> **INSTRUÇÕES DO EXERCÍCIO**: Reescreva os registros a partir da linha que contém "job: return the mask of every instance of the metal frame" até a linha que contém "[[[319,136],[290,166],[275,235],[280,266],[352,266],[352,134]]]", inclusive, substituindo "stone" por "granite" e mantendo todo o resto igual.

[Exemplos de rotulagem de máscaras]
------------

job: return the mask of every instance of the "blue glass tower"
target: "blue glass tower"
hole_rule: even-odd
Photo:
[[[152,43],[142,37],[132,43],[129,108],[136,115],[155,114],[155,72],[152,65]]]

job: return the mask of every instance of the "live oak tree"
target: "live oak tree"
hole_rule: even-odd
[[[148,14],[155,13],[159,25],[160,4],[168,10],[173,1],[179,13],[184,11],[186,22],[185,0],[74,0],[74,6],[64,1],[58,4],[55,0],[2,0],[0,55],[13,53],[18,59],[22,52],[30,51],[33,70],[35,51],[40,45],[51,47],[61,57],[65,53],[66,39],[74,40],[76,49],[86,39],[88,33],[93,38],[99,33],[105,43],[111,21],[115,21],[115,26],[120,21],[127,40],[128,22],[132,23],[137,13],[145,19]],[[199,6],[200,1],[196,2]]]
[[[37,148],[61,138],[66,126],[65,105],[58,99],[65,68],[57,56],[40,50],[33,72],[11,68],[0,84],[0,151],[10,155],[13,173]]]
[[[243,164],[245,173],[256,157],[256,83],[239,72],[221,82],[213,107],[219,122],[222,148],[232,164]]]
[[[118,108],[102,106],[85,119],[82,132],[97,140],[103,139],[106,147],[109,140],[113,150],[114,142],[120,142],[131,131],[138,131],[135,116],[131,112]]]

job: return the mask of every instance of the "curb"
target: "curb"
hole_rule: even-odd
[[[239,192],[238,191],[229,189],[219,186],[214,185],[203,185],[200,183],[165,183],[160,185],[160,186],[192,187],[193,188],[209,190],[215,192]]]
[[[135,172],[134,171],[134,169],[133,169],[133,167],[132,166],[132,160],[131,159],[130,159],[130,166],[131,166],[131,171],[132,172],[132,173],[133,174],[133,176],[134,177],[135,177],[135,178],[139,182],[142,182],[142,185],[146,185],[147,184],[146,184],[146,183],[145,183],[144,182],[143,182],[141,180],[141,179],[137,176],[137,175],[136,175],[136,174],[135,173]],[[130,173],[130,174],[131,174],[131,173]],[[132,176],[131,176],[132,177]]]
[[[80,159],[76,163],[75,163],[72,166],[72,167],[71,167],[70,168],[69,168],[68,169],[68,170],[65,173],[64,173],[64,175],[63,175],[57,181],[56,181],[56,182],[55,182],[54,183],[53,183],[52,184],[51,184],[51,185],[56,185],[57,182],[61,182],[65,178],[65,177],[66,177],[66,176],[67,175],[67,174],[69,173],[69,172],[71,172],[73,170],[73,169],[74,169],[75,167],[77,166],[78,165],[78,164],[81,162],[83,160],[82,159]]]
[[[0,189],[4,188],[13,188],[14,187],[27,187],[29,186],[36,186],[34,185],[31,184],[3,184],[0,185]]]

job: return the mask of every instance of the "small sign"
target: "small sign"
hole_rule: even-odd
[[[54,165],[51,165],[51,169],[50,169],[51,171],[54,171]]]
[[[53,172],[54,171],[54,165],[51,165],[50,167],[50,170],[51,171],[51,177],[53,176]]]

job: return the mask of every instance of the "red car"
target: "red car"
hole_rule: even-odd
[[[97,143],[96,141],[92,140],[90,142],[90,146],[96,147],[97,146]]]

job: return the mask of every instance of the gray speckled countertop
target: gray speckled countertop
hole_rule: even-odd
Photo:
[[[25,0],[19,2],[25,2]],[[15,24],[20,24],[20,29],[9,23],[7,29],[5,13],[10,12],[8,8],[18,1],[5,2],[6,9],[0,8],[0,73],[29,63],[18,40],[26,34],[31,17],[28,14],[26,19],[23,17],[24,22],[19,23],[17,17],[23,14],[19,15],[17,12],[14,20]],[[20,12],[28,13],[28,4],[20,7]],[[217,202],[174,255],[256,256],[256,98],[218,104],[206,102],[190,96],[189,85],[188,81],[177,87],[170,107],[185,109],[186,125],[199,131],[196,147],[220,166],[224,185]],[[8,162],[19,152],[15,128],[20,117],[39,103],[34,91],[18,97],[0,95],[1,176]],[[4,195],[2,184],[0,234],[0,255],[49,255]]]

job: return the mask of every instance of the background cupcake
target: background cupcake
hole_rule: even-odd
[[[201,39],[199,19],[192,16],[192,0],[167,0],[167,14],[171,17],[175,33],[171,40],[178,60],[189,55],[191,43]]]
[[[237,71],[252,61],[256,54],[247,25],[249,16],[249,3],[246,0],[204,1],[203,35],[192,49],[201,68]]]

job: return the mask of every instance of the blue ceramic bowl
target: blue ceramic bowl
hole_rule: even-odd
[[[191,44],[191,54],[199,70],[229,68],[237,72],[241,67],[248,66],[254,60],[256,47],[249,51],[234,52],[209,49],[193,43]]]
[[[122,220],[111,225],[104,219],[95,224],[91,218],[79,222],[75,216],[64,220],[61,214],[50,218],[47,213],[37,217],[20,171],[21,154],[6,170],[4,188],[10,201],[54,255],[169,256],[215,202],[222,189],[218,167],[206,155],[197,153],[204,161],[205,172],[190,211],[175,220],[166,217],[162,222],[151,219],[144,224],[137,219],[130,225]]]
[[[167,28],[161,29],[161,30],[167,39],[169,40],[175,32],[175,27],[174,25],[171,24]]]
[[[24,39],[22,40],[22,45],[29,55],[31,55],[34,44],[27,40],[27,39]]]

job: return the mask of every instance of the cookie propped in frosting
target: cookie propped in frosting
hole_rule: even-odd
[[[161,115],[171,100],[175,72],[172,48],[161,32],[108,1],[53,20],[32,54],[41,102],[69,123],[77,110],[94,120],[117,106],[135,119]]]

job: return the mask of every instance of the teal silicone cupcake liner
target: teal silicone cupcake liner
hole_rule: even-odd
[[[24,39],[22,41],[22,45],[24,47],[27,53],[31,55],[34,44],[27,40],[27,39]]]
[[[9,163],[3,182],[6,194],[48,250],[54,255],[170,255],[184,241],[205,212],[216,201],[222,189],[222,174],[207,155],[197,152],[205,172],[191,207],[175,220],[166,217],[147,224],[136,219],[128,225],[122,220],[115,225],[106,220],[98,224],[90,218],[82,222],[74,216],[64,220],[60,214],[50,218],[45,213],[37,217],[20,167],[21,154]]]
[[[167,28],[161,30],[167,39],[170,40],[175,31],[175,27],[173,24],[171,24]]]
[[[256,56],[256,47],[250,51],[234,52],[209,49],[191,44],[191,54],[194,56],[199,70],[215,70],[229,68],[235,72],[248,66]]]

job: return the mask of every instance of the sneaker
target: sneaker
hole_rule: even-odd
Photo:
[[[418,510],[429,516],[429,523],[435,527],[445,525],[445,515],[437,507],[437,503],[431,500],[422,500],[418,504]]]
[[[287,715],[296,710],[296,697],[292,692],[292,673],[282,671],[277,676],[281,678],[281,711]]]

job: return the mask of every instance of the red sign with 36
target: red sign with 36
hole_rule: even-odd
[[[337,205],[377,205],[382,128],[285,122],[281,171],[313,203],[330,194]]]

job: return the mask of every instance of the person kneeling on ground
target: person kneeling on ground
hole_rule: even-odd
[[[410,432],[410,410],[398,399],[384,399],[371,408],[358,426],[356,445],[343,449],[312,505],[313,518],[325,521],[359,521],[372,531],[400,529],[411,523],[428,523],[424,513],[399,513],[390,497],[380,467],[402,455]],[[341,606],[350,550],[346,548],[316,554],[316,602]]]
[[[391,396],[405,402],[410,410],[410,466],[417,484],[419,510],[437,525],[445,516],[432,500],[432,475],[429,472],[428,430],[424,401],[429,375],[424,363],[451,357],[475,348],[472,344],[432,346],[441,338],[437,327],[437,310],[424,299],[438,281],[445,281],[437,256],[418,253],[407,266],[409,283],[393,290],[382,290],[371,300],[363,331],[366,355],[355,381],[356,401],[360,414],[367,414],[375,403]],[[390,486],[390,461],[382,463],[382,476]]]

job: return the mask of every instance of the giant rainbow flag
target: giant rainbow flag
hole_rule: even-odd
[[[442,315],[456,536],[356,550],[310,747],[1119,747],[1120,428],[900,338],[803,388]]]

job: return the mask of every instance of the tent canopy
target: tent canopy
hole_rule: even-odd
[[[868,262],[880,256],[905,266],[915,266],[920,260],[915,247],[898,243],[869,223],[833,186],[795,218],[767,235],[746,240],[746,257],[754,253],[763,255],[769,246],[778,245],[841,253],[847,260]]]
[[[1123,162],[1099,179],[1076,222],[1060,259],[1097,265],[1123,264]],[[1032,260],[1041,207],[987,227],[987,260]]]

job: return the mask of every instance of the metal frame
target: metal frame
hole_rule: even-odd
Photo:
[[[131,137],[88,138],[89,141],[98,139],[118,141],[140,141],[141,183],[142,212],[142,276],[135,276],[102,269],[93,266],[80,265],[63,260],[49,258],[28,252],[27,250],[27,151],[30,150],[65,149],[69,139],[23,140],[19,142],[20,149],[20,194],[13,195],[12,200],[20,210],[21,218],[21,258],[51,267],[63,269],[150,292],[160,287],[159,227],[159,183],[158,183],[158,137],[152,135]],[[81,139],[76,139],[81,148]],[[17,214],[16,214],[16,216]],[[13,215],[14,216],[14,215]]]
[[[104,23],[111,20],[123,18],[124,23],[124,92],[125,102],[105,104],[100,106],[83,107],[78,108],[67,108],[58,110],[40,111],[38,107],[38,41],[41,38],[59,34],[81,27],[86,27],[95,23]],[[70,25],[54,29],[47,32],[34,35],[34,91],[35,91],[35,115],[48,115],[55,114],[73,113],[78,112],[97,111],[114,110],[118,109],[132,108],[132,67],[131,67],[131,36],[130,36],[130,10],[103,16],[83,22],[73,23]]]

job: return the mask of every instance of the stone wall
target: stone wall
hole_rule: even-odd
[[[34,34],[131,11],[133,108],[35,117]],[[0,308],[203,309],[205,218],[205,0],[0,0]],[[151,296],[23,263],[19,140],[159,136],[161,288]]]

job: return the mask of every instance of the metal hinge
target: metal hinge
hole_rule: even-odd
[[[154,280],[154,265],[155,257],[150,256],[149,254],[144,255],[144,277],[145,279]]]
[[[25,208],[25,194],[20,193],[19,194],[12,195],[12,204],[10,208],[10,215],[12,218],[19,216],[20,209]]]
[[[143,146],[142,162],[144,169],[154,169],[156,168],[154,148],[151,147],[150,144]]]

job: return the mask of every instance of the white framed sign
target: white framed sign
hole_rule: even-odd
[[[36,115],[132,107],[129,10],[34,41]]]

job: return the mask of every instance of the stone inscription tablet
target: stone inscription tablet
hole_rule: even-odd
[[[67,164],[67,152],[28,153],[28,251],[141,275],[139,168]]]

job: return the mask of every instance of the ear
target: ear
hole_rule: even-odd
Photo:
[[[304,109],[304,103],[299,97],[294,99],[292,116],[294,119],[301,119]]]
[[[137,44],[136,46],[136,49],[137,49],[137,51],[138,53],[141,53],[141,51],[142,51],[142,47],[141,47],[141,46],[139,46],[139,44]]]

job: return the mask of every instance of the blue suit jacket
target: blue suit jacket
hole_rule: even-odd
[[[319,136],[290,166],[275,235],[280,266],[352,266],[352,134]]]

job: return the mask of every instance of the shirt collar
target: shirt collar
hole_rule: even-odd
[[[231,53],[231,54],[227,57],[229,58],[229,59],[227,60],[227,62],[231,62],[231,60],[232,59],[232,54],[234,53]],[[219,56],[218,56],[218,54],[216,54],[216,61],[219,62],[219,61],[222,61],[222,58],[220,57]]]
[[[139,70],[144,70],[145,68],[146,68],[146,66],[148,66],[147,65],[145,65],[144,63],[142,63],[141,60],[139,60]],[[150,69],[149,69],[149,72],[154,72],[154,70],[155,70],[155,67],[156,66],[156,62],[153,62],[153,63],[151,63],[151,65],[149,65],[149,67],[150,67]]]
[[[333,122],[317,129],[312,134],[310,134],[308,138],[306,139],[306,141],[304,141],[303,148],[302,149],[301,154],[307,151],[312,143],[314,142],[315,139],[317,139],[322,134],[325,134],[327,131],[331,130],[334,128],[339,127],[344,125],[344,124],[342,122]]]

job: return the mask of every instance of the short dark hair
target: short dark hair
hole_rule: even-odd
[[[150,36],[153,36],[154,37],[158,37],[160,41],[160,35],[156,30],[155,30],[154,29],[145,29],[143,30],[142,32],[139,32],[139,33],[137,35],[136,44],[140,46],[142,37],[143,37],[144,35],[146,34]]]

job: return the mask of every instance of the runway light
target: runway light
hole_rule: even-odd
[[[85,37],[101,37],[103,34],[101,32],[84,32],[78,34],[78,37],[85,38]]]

------------

> **RESPOSTA ABAIXO**:
job: return the mask of every instance of the metal frame
target: metal frame
hole_rule: even-odd
Photo:
[[[131,137],[88,138],[89,141],[98,139],[118,141],[140,141],[141,183],[142,212],[142,276],[135,276],[102,269],[93,266],[80,265],[63,260],[49,258],[28,252],[27,250],[27,151],[30,150],[65,149],[69,139],[23,140],[19,142],[20,149],[20,194],[13,195],[12,200],[20,210],[21,218],[21,258],[51,267],[63,269],[150,292],[160,287],[159,227],[159,183],[158,183],[158,137],[152,135]],[[81,139],[76,139],[81,148]],[[17,214],[16,214],[16,216]],[[13,215],[14,216],[14,215]]]
[[[104,23],[111,20],[123,18],[124,23],[124,92],[125,102],[105,104],[100,106],[83,107],[78,108],[67,108],[58,110],[40,111],[38,107],[38,41],[41,38],[59,34],[81,27],[86,27],[95,23]],[[70,25],[54,29],[47,32],[34,35],[34,91],[35,91],[35,115],[48,115],[55,114],[73,113],[78,112],[97,111],[114,110],[118,109],[132,108],[132,67],[131,67],[131,36],[130,36],[130,10],[103,16],[83,22],[73,23]]]

job: return the mask of every instance of the granite wall
target: granite wall
hole_rule: even-odd
[[[34,34],[131,11],[133,108],[35,117]],[[0,308],[203,309],[205,218],[205,0],[0,0]],[[151,296],[23,263],[19,140],[159,136],[161,288]]]

job: return the mask of every instance of the metal hinge
target: metal hinge
hole_rule: even-odd
[[[154,280],[154,265],[155,257],[150,256],[149,254],[144,255],[144,277],[145,279]]]
[[[25,208],[25,194],[20,193],[19,194],[12,195],[12,204],[10,208],[10,215],[12,218],[19,216],[20,209]]]
[[[143,146],[142,162],[144,169],[154,169],[156,168],[154,148],[151,147],[150,144]]]

job: return the mask of every instance of the white framed sign
target: white framed sign
hole_rule: even-odd
[[[36,115],[132,107],[129,10],[34,41]]]

job: return the mask of every instance of the granite inscription tablet
target: granite inscription tablet
hole_rule: even-odd
[[[67,164],[67,152],[28,153],[28,251],[141,275],[139,168]]]

job: return the mask of every instance of the ear
target: ear
hole_rule: even-odd
Photo:
[[[304,109],[304,103],[299,97],[294,99],[292,116],[294,119],[301,119]]]
[[[137,44],[136,46],[136,49],[137,49],[137,51],[138,53],[141,53],[141,51],[142,51],[142,47],[141,47],[141,46],[139,46],[139,44]]]

job: return the mask of every instance of the blue suit jacket
target: blue suit jacket
hole_rule: even-odd
[[[319,136],[290,166],[275,235],[280,266],[352,266],[352,134]]]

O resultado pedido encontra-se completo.